- **Problem details**:
Using the entries below, output exactly the line containing "Help a blind user: the screenshot is above." and all lines that follow it to the end.

Items from a data source:
BEGIN
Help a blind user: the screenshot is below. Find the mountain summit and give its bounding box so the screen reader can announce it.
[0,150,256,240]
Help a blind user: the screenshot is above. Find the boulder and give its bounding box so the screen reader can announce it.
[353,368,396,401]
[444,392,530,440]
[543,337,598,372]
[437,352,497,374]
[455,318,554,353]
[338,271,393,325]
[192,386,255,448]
END
- **Exercise solution**:
Help a blind user: the screenshot is above. Find the boulder and give its bounding box so the screen reader can announce it.
[353,368,396,401]
[444,392,530,440]
[543,337,598,372]
[437,352,497,374]
[455,318,554,353]
[338,271,393,325]
[192,386,255,448]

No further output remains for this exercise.